Entre résistance armée et gestion gouvernementale, une analyse et un regard renouvelés sur le Hamas.

Le Hamas ou Mouvement islamique de la résistance   est généralement sommairement réduit à une entité "terroriste" dans l’esprit des opinions publiques occidentales. Or, le Hamas a su, par l’entremise des soubresauts de l’histoire des relations houleuses entre l’Organisation de Libération de la Palestine (OLP) de Yasser Arafat et l’Etat d’Israël, parvenir au sommet du pouvoir palestinien, en particulier dans la bande de Gaza lors des élections législatives de 2006. Naguère focalisé sur l’aide quotidienne aux Palestiniens, le Hamas a ainsi acquis le statut de parti de gouvernement défiant le Fatah, l’historique mouvement nationaliste de la Palestine, ainsi que la "communauté internationale".

Mais comment comprendre l’émergence de cette organisation sur la scène internationale, en dehors des images de conflit que nous livrent les médias entre celle-ci, le Fatah et Israël ? Dans un ouvrage bien documenté et suffisamment impartial pour le rendre sérieux   , Olivier Danino, chercheur à l’Institut français d’analyse stratégique (IFAS), propose une approche historique de l’émergence du Hamas, émergence également indissociable de ses rapports avec le Fatah de Yasser Arafat puis de Mahmoud Abbas, les deux présidents de l’Autorité palestinienne. Ayant déjà travaillé sur le conflit israélo-palestinien avec le statut particulier de Jérusalem, Olivier Danino n’oublie pas les épreuves de force entre l’organisation islamiste et Israël, en particulier dans la bande de Gaza en décembre 2008.

*CONSIGNES*
1: Reproduisez à l'identique le passage de l'extrait sur le Hamas qui va de "Mais comment comprendre" jusqu'à "en décembre 2008.".
2: Pour chacune des affirmations suivantes, indiquez par oui ou par non si elle concorde avec l'extrait sur le Hamas, en citant les mots décisifs du texte :
(a) Le Hamas est parvenu au sommet du pouvoir palestinien lors des élections législatives de 2006.
(b) Olivier Danino adopte une approche économique de l'émergence du Hamas.
(c) Le Hamas était autrefois centré sur l'aide quotidienne aux Palestiniens.
3: D'après l'extrait sur le Hamas, dans quel institut Olivier Danino est-il chercheur ?
Les lignes qui suivent n'ont aucun rôle ici.

[Entrées de pointage d'objets nommés]
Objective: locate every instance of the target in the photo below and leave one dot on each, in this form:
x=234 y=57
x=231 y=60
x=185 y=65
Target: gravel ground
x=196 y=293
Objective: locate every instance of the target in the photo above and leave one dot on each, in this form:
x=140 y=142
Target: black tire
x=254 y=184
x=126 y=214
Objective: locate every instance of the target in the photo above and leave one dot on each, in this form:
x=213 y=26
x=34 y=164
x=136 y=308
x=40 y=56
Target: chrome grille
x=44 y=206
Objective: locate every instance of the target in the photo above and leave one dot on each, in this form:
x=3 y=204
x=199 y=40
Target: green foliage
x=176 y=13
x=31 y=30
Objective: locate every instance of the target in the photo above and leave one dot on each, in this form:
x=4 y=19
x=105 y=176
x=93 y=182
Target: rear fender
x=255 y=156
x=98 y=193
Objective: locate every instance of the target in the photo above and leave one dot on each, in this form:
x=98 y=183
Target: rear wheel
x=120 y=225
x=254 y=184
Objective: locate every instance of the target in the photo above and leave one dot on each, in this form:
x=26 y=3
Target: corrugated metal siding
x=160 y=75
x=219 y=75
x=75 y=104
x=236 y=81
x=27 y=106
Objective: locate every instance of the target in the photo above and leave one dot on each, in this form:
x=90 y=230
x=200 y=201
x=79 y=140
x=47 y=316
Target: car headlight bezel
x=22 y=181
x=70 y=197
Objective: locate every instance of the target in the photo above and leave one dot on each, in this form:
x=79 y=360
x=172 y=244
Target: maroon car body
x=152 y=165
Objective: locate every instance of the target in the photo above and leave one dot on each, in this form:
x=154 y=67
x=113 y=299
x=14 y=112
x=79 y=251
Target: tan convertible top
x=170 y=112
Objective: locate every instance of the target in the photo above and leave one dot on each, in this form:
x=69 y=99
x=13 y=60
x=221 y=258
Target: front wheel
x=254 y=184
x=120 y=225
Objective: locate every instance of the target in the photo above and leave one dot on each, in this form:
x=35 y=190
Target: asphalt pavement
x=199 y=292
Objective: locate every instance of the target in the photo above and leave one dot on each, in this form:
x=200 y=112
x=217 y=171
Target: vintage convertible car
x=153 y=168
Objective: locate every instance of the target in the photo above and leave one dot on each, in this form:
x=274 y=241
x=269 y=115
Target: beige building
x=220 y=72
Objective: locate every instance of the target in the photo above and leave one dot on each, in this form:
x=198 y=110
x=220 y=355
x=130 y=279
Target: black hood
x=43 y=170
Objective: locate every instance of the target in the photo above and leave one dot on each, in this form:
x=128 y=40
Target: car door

*RÉPONSES*
1:
Mais comment comprendre l’émergence de cette organisation sur la scène internationale, en dehors des images de conflit que nous livrent les médias entre celle-ci, le Fatah et Israël ? Dans un ouvrage bien documenté et suffisamment impartial pour le rendre sérieux   , Olivier Danino, chercheur à l’Institut français d’analyse stratégique (IFAS), propose une approche historique de l’émergence du Hamas, émergence également indissociable de ses rapports avec le Fatah de Yasser Arafat puis de Mahmoud Abbas, les deux présidents de l’Autorité palestinienne. Ayant déjà travaillé sur le conflit israélo-palestinien avec le statut particulier de Jérusalem, Olivier Danino n’oublie pas les épreuves de force entre l’organisation islamiste et Israël, en particulier dans la bande de Gaza en décembre 2008.

2:
(a) Oui : « parvenir au sommet du pouvoir palestinien, en particulier dans la bande de Gaza lors des élections législatives de 2006 ».
(b) Non : « propose une approche historique de l’émergence du Hamas ».
(c) Oui : « Naguère focalisé sur l’aide quotidienne aux Palestiniens ».

3: À l'Institut français d'analyse stratégique (IFAS).